[Point annotations for photos]
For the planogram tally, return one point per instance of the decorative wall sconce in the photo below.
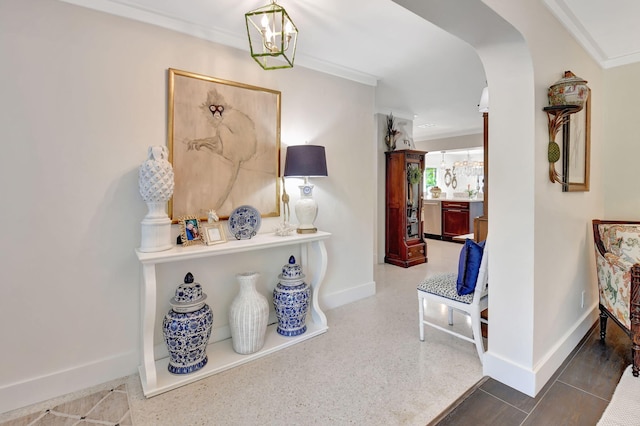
(272, 36)
(569, 110)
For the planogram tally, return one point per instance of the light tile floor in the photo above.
(369, 368)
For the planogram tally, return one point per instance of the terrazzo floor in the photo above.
(369, 368)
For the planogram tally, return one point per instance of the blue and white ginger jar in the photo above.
(291, 299)
(187, 328)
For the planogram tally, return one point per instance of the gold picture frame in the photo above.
(213, 234)
(576, 147)
(190, 230)
(224, 145)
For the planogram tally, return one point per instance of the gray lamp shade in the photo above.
(305, 161)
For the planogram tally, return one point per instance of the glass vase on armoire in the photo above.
(404, 239)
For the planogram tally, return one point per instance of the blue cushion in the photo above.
(469, 266)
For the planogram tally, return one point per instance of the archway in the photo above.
(509, 71)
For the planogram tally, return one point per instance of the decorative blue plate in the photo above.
(244, 222)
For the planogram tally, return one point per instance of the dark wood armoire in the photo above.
(404, 242)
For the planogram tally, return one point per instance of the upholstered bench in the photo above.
(459, 291)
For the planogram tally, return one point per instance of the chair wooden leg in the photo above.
(603, 324)
(634, 316)
(421, 314)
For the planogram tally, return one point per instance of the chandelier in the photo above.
(470, 168)
(272, 36)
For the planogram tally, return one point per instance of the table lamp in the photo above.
(305, 161)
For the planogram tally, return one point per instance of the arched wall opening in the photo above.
(510, 77)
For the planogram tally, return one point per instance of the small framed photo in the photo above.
(190, 230)
(213, 234)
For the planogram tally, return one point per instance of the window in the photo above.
(430, 174)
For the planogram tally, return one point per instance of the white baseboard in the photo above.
(344, 297)
(531, 380)
(38, 389)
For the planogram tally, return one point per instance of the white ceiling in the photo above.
(421, 72)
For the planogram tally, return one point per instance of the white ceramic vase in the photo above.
(248, 316)
(155, 180)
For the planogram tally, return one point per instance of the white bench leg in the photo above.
(421, 314)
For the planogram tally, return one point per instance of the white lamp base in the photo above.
(306, 210)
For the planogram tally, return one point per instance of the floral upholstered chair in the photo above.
(617, 247)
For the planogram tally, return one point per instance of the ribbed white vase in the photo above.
(248, 315)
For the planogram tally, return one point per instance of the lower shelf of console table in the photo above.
(154, 374)
(222, 357)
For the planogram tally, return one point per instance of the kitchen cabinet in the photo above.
(404, 241)
(432, 217)
(458, 217)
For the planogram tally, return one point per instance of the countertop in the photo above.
(464, 199)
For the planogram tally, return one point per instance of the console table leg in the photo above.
(148, 300)
(319, 269)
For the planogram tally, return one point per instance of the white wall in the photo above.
(83, 96)
(475, 140)
(541, 249)
(621, 145)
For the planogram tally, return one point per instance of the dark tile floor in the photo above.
(577, 394)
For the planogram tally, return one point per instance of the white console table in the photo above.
(154, 375)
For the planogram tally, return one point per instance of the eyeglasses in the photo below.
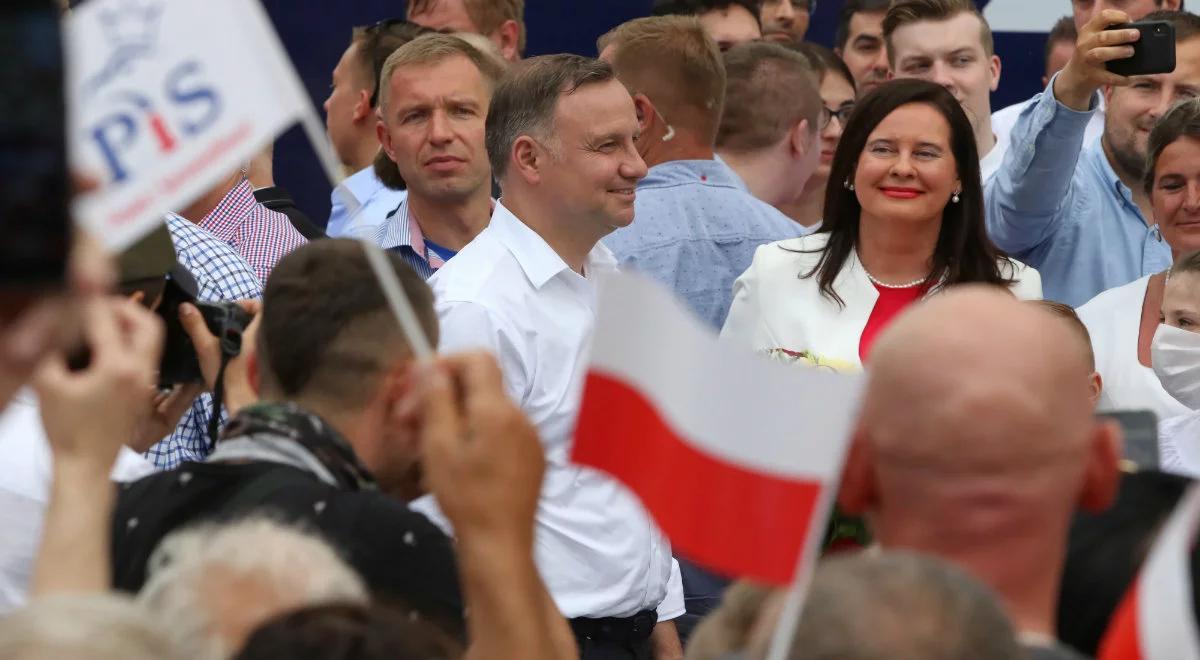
(841, 114)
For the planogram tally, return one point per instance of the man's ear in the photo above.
(363, 109)
(859, 491)
(1102, 477)
(802, 139)
(528, 159)
(646, 114)
(508, 40)
(384, 138)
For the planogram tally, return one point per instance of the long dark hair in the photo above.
(964, 252)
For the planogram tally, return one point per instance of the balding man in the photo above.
(977, 443)
(697, 225)
(772, 117)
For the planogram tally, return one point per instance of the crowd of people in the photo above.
(1003, 280)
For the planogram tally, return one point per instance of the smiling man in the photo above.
(433, 100)
(948, 42)
(1077, 211)
(501, 21)
(697, 222)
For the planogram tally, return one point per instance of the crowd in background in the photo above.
(1002, 277)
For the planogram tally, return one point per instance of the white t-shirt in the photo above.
(1003, 120)
(27, 469)
(1114, 319)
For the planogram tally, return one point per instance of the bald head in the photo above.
(975, 379)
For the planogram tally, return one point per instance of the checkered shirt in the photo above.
(261, 235)
(221, 275)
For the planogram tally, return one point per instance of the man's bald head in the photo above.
(976, 411)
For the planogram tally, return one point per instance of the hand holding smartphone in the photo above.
(1152, 53)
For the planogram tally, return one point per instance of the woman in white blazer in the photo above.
(904, 220)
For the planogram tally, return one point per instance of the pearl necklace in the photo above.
(887, 286)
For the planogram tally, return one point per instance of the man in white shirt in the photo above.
(561, 137)
(1057, 57)
(948, 42)
(351, 123)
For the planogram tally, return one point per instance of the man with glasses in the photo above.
(948, 42)
(786, 19)
(363, 199)
(773, 115)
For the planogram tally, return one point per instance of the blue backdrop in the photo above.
(316, 34)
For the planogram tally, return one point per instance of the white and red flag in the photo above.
(735, 456)
(1157, 619)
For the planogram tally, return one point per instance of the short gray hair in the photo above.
(193, 573)
(899, 606)
(525, 101)
(100, 627)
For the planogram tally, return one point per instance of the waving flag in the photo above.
(168, 97)
(736, 456)
(1157, 619)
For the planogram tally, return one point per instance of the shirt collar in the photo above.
(713, 173)
(538, 259)
(363, 184)
(227, 216)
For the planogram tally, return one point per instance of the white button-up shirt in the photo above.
(508, 292)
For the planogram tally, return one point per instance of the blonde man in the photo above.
(501, 21)
(433, 101)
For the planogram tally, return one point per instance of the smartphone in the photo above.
(1140, 431)
(35, 187)
(1152, 53)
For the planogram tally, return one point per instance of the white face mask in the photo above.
(1176, 358)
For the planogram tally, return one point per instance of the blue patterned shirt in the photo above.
(221, 275)
(695, 229)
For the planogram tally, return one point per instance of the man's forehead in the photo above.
(958, 33)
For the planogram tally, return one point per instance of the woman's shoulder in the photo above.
(799, 252)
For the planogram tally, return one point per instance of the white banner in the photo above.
(166, 97)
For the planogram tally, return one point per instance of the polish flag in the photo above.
(735, 455)
(1157, 621)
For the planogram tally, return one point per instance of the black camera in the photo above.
(226, 321)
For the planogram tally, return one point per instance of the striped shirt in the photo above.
(261, 235)
(221, 275)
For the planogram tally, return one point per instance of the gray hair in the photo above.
(901, 606)
(99, 627)
(209, 574)
(1181, 121)
(526, 100)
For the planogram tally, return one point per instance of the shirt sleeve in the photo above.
(473, 327)
(672, 605)
(743, 324)
(1032, 192)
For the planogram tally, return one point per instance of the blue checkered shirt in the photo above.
(221, 275)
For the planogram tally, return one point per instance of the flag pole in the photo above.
(401, 307)
(793, 607)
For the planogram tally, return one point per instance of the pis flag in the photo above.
(736, 456)
(166, 99)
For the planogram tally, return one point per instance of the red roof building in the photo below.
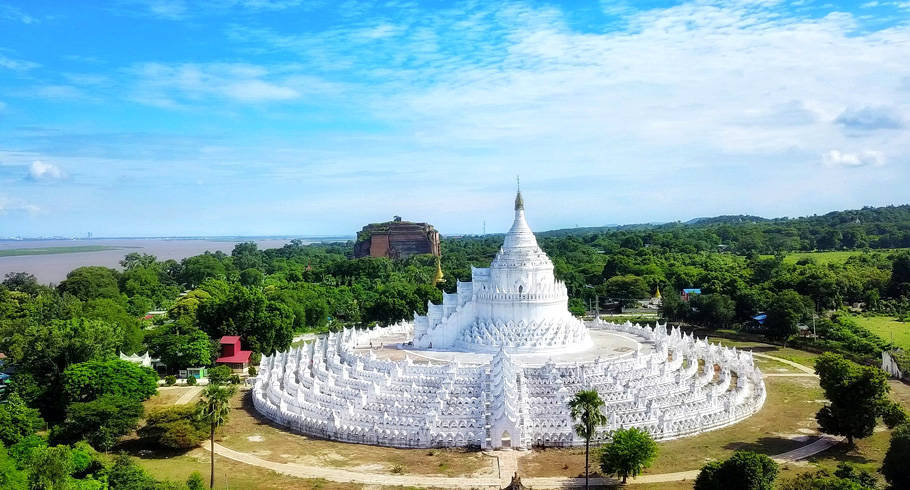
(232, 355)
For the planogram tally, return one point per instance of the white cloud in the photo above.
(188, 84)
(12, 204)
(40, 171)
(16, 65)
(12, 13)
(258, 90)
(836, 158)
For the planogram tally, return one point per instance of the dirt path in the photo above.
(189, 395)
(343, 475)
(507, 462)
(796, 365)
(508, 465)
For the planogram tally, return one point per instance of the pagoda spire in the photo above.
(519, 202)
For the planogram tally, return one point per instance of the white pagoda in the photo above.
(516, 304)
(494, 366)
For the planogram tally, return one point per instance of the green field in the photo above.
(830, 257)
(885, 326)
(15, 252)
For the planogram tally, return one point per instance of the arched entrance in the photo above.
(506, 440)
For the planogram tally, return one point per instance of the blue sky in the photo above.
(171, 117)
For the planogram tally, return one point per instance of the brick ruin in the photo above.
(396, 239)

Prompt
Reproduce every line of the data between the line holding "white shirt in the photo above." and the line holding "(1176, 358)", inclusive. Scale each x and y coordinate in the points by 2.05 and round to whole numbers, halves up, copying all other lines unchanged.

Result
For the planogram tally, return one point per instance of the man in white shirt in the photo above.
(1150, 281)
(2167, 117)
(1943, 86)
(720, 252)
For the planogram tally, return one point per instance of the man with glasses in the photo above.
(1943, 86)
(1611, 39)
(744, 408)
(1585, 236)
For the planogram tally, return one point per instance of the blue backdrop in the photo above.
(648, 70)
For the planogram tally, return one point per instance of the white and red flag in the photo above.
(1507, 935)
(2372, 1269)
For the planogram tally, return one point per instance of the short gray hair in the photo above.
(396, 1175)
(1843, 1242)
(1076, 207)
(205, 1285)
For the planogram tally, return one point per instance of the waving flag in the photo above.
(344, 199)
(1509, 935)
(2372, 1269)
For the planogram tally, return one point per instance of the shirt collar in the photo above.
(1462, 355)
(1103, 531)
(744, 377)
(465, 443)
For the planogram tally, return one point per instance of the white button-up shirt in the photo above.
(1041, 599)
For the planogram tally, return one point per instance of the blonde man in the photo above.
(1027, 43)
(888, 207)
For the planogram tally, return one point per instance of the smartphone in the photo above.
(2337, 884)
(72, 383)
(2362, 109)
For the planogram tally, return one point per instance of the white face mask in the photo above.
(2411, 734)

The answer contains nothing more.